Comparison of Al[18F]-NOTA-FAPI-04 PET/CT and [18F]-FDG PET/CT in a patient with lung cancer and pulmonary tuberculosis: a case report and literature review

Background: The coexistence of lung cancer and pulmonary tuberculosis (TB) makes differential diagnosis even more complicated. The purpose of the study is to explore superiority of [¹⁸F]-NOTA-FAPI-04 PET/CT in distinguishing TB from malignant lesions and accurately detecting inflammatory lymph nodes than [¹⁸F]-FDG PET/CT.

Case summary: Herein, we described a case report of a patient with both lung cancer and tuberculosis underwent [¹⁸F]-FDG and Al[¹⁸F]-NOTA-FAPI-04 positron emission tomography/computed tomography (PET/CT) to determine staging. Additionally, a literature review was conducted to discuss the potential clinical applications of FAPI PET/CT. We reported a 70-year-old man with newly diagnosed lung squamous cell carcinoma underwent [¹⁸F]-FDG and Al[¹⁸F]-NOTA-FAPI-04 PET/CT to determine staging. The avid uptake of [¹⁸F]-FDG in old pulmonary TB and the right hilar inflammatory lymph nodes (<1 cm) were not found on Al [¹⁸F]-NOTA-FAPI-04 PET/CT. After 2 months of follow-up, the small lymph node was finally confirmed to be inflammatory.

Conclusion: Al[¹⁸F]-NOTA-FAPI-04 PET/CT may perform better in distinguishing TB from malignancy and may offer greater specificity than [¹⁸F]-FDG PET/CT for the diagnosis inflammatory lymph nodes.

1 Introduction

Lung cancer ranks among the highest in global cancer morbidity and mortality, with non-small cell lung cancer (NSCLC) comprising over 85% of all cases (1, 2). The accurate tumor stage at first diagnosis is crucial to optimize the treatment and improve survival of NSCLC (3). Tuberculosis (TB) is a chronic granulomatosis led by mycobacterium tuberculosis, a public safety problem that endangers global health. Common clinical symptoms of lung cancer and tuberculosis include, but are not limited to, the following: fever, cough, expectoration, hemoptysis, weight loss and anorexia (4–6). When these two diseases coexist or interact, the overlapping imaging and metabolic characteristics complicate diagnosis and treatment.

[¹⁸F] fluorodeoxyglucose (FDG) is a glucose-based radiotracer whose accumulation correlates with metabolic activity. Positron emission tomography/computed tomography using [¹⁸F] fluorodeoxyglucose (FDG) is a non-invasive imaging method that has been widely used to distinguish between malignant and benign lesions (Table 1). However, [¹⁸F]-FDG also accumulates in inflammatory cells such as neutrophils, activated macrophages, and lymphocytes at sites of inflammation or infection (11). Therefore, uptake of [¹⁸F]-FDG has been observed in TB, tuberculoma, and other tuberculosis-associated lesions (12, 13). With PET/CT, both pulmonary and extrapulmonary tuberculosis involvement can be assessed (14). However, it often yields false positives in cases where non-malignant infectious lesions are present (15, 16). SUV_max, maximum standard uptake value, is a semi-quantitative PET imaging parameter that measures the highest metabolic activity within a lesion. In TB merges malignant lesions, the SUV_max tend not to be significantly different (17, 18), which makes the diagnosis specificity of [¹⁸F]-FDG PET/CT imaging was decreased. Therefore, there is an urgent need for a more specific tracer to accurately stage lung cancer and more clearly distinguish between TB and malignant lesions.

····················

▶ **Complete the following**:
(a) Answer these questions using the case report on lung cancer and tuberculosis imaging:
(i) How old was the patient described?
(ii) What share of all lung cancer cases does non-small cell lung cancer comprise?
(iii) How long was the follow-up before the small lymph node was confirmed to be inflammatory?
(b) Extend the case report on lung cancer and tuberculosis imaging by continuing it from the point where it stops.
The data have no role in any of this.

Dataset items:
····················

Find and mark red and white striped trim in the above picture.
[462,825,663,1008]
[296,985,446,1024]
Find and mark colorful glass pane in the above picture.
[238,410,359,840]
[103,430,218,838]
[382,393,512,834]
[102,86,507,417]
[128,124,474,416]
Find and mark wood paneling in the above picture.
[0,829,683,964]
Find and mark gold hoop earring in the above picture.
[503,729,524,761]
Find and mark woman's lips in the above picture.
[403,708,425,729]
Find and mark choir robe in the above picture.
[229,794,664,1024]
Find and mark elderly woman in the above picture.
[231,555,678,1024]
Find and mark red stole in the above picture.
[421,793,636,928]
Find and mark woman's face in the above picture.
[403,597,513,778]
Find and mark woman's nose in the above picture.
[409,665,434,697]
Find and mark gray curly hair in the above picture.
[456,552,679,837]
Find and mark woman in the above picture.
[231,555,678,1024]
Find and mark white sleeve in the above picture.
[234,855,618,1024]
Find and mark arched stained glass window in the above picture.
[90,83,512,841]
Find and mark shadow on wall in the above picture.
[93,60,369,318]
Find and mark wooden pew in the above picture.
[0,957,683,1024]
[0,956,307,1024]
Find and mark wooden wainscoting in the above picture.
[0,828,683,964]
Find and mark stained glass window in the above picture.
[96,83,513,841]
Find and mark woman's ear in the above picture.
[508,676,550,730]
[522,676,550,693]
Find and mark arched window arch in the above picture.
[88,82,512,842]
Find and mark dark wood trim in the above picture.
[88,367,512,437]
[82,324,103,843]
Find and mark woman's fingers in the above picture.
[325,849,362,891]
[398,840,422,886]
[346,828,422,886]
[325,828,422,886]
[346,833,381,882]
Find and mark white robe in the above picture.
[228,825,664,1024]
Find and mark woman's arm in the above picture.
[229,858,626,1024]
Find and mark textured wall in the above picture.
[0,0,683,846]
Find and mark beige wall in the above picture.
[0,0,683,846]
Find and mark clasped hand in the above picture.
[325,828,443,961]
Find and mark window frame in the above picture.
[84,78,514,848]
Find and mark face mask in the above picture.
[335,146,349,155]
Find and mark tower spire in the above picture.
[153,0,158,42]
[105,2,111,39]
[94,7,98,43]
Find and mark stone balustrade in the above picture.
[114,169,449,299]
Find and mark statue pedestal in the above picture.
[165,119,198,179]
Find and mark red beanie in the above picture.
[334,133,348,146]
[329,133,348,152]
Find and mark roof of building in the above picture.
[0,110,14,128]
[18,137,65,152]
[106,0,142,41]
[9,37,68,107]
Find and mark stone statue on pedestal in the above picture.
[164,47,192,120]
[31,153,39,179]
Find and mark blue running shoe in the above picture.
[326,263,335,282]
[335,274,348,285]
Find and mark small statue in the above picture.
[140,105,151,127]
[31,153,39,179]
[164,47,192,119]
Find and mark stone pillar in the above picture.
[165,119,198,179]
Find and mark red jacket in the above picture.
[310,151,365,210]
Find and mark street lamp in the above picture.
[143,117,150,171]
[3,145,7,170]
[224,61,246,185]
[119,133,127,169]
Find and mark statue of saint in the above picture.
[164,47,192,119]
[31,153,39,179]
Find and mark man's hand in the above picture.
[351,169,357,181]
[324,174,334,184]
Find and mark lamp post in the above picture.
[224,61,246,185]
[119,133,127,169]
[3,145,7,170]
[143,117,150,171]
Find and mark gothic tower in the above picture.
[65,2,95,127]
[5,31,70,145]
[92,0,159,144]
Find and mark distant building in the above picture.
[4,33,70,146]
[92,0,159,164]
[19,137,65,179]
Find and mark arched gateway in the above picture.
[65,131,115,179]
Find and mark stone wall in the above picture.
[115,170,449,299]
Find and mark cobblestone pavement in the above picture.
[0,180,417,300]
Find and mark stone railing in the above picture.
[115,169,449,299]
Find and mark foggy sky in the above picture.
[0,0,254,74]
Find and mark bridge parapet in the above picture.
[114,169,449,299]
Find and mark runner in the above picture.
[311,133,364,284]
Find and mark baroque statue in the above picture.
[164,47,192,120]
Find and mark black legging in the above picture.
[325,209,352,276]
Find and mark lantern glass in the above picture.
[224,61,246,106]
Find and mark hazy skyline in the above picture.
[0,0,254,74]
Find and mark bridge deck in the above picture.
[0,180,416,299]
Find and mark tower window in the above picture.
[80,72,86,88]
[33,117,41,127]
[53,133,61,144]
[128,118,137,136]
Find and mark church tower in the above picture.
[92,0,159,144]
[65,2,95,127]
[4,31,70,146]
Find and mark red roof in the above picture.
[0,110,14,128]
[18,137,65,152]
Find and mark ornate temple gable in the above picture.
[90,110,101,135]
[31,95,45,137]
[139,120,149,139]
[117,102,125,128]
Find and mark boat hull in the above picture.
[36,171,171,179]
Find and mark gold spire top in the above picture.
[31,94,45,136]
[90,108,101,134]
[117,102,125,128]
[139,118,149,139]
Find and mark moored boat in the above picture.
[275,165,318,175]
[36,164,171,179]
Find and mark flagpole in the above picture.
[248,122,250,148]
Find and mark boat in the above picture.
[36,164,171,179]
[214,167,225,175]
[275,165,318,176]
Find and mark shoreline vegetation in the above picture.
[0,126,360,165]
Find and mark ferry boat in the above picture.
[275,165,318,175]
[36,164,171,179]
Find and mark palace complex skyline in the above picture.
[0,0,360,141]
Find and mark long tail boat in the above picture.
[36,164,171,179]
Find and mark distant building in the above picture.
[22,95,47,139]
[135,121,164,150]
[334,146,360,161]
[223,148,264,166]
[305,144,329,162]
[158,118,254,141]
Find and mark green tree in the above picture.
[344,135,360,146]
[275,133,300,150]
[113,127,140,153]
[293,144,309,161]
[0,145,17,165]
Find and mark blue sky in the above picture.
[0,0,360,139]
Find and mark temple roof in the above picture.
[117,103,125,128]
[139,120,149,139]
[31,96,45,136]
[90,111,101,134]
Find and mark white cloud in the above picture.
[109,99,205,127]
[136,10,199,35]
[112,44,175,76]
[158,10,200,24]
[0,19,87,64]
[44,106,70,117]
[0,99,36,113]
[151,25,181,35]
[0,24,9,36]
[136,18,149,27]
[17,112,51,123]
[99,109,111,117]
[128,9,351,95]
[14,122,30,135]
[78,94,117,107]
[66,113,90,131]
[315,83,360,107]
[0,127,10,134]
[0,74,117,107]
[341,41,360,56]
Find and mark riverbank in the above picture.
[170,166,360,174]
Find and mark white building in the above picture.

····················

▶ **Answer set**:
(a)
(i) 70 years old
(ii) Over 85%
(iii) 2 months

(b)
Table 1

Table 1. Comparison of FDG and FAPI PET/CT.

Fibroblast activation protein (FAP) is a type II membrane-bound glycoprotein from the dipeptidyl peptidase 4 family, highly expressed in cancer-associated fibroblasts (CAFs) and tumor cells of many cancers (19). Recently, radiotracers targeting fibroblast activation protein (FAP) have been developed on account of the FAP-specific inhibitor (FAPI), demonstrating excellent diagnostic performance and offering a novel form of pan-tumor tracing across various cancers (20). Al[¹⁸F]-NOTA-FAPI PET/CT, using the tracer NOTA (1,4,7-triazacyclononane-N,N’,N’’-triacetic acid) FAPI-04 (Nanchang Tanzhen Biotechnology) was radiolabeled with aluminum fluoride (Al¹⁸F), is effective for tumor detection (15, 16) and may better facilitate the differentiation of TB from malignancy as well as staging. This interesting case indicates that Al[¹⁸F]-NOTA-FAPI-04 PET is promising for distinguishing TB from malignancy and may offer more specificity than [¹⁸F]-FDG for diagnosing inflammatory lymph nodes.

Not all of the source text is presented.